╭─ Input

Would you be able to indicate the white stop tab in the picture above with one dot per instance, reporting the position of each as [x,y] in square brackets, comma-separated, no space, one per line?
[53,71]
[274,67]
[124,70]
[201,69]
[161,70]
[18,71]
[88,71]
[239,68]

╰─

• [What you have to do] Return every record above. Copy each one exactly.

• [Completed exercise]
Would you be able to indicate the white stop tab in the picture above with one dot per instance, reporting the position of each as [x,y] in square brackets, comma-separated, no space, one per line?
[53,71]
[274,67]
[124,70]
[201,69]
[161,70]
[18,71]
[88,71]
[239,68]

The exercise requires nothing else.